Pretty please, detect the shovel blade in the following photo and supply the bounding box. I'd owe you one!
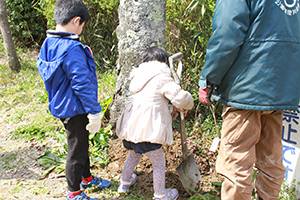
[176,154,201,195]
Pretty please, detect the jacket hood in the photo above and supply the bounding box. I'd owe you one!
[129,61,171,93]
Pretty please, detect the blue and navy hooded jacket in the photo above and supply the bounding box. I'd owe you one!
[199,0,300,110]
[37,31,101,118]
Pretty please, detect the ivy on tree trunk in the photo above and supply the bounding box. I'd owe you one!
[109,0,167,127]
[0,0,21,72]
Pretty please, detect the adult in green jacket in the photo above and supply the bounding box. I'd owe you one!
[199,0,300,200]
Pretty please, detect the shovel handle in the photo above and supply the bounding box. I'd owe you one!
[180,109,188,160]
[169,52,188,160]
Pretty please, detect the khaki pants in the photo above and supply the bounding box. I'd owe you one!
[216,106,285,200]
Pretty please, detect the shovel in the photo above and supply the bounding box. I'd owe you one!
[169,52,201,195]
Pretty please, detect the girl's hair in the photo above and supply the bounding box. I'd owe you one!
[140,46,169,66]
[54,0,90,25]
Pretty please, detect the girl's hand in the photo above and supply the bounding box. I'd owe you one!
[173,107,188,117]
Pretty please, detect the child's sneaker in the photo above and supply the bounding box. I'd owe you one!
[153,189,179,200]
[118,174,137,194]
[66,192,98,200]
[80,176,111,190]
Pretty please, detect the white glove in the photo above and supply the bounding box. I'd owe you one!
[86,112,102,133]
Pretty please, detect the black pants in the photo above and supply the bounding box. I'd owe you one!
[61,114,91,192]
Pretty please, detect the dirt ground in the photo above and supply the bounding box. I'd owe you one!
[0,124,221,200]
[0,55,221,200]
[107,133,221,199]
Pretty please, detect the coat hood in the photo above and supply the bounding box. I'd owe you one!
[129,61,171,93]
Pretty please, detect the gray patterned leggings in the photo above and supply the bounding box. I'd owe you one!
[122,148,166,195]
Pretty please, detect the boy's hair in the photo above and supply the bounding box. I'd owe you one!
[140,46,169,66]
[54,0,90,25]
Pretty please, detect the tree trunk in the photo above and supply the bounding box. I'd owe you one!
[0,0,21,72]
[109,0,167,128]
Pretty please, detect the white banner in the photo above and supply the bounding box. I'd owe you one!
[282,106,300,197]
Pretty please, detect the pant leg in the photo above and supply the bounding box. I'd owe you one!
[255,111,285,200]
[62,114,91,192]
[121,150,141,183]
[216,106,261,200]
[146,148,166,196]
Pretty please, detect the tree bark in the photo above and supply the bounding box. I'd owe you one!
[109,0,167,128]
[0,0,21,72]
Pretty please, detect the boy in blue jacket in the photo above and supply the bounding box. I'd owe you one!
[37,0,111,200]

Exercise prompt –
Retype every item above word for word, leaving out the pictures.

Response to this exercise –
Pretty please, detect the shovel blade in the following photo and supply the bounding box. I'd owe you one!
[176,154,201,195]
Pretty please, detect the jacket hood in the photo above and supply the bounding box. I'd owe you one!
[129,61,171,93]
Pretty please, detect the blue and navy hooded jacket in the photo above and supply the bounding box. I'd owe you one!
[199,0,300,110]
[37,31,101,118]
Pretty please, detect the ivy on tree trunk in the photo above and supply the bounding box. I'd owe you one!
[109,0,167,127]
[0,0,21,72]
Pretty please, detect the adult in green jacket in the photo above and supply the bounding box. I'd owe you one!
[199,0,300,200]
Pretty please, detect the shovel handle in the photo above and supply the bounding box. I'd owe you one!
[180,109,188,160]
[169,52,188,160]
Pretty please, detect the khaki pants in the photo above and supply the bounding box. I'd owe you one!
[216,106,285,200]
Pretty please, detect the shovel in the photo above and supply the bounding box. I'd owe you one!
[169,52,201,195]
Pretty please, detect the girl's hair in the photo above and supply the bounding box. I'd owe you one!
[140,46,169,66]
[54,0,90,25]
Pretty please, detect the girl's hand in the photo above and supply the bounding box. I'd owe you one!
[173,107,188,117]
Pretty please, detect the child's sneaker in the photo above and supply the bounding box. I'd owe you one!
[153,189,179,200]
[118,174,137,194]
[66,192,98,200]
[80,176,111,190]
Pretty please, detect the white glove in the photo above and supply the bounding box. I'd owe you one!
[86,112,102,133]
Pretty please, detect the black pants in the photo above and supply the bounding box. I'd owe you one!
[61,114,91,192]
Pretty please, detect the dirt ground in the photo above and supply the bounding box. I'd owe you one!
[0,124,221,200]
[0,55,221,200]
[107,133,221,199]
Pretty please, detect the coat hood in the photo above and supply the bounding box. I'd owe you one!
[129,61,171,93]
Pretty please, detect the gray patterned leggings in the photo above and supply the bounding box. I'd owe you one!
[122,148,166,195]
Pretty please, detect the boy's hair in the photo above and supply the bounding box. I'd owe you one!
[140,46,169,66]
[54,0,90,25]
Pretty please, detect the tree trunk in the photo above and supply the bounding box. I'd owe you one!
[0,0,21,72]
[109,0,167,128]
Pretty please, detect the white banner in the photo above and supply the bounding box. I'd owe you one!
[282,106,300,197]
Pretty please, detect the pant leg in the photo above and supply the bounding box. I'd owe you one!
[255,111,285,200]
[62,114,91,192]
[121,150,141,183]
[216,106,261,200]
[146,148,166,196]
Pretty please, detect the tree bark in the photo above and supply the bounding box. I'd owe you one!
[109,0,167,128]
[0,0,21,72]
Pretty please, detect the boy in blue jacket in the photo above and supply the bounding box. I'd owe you one!
[37,0,111,200]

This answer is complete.